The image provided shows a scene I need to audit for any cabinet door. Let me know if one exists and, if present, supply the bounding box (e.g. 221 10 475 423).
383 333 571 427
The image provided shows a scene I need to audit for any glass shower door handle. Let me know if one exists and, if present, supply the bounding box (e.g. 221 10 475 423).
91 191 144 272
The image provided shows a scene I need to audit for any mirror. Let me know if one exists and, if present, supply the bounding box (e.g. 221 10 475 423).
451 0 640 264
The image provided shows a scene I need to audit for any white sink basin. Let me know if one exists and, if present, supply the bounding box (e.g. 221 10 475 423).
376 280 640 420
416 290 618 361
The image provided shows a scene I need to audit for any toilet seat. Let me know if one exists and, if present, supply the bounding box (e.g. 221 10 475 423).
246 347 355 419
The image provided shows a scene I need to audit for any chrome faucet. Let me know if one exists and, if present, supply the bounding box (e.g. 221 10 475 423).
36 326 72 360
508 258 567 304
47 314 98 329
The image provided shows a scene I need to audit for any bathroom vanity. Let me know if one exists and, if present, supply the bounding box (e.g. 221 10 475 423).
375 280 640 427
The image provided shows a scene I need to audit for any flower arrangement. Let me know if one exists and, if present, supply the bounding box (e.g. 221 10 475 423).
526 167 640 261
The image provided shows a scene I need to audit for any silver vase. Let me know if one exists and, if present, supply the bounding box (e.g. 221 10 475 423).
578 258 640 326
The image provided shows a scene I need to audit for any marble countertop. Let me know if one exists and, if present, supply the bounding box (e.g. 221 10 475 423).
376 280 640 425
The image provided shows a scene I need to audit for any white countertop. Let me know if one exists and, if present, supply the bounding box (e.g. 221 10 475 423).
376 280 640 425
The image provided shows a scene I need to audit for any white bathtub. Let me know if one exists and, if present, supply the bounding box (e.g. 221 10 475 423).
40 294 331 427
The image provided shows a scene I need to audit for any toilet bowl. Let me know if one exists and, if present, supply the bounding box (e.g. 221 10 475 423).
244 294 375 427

════

List each line of the records above that contains the word "countertop", and copy every such line in full.

The image provided shows a scene I need to audit for any marble countertop. Let me know if one exists and, if present, supply the bounding box (e.g. 221 10 475 423).
The image provided shows a scene I need to audit for any white countertop. Let me know if one exists and, if present, supply the bounding box (e.g. 221 10 475 423).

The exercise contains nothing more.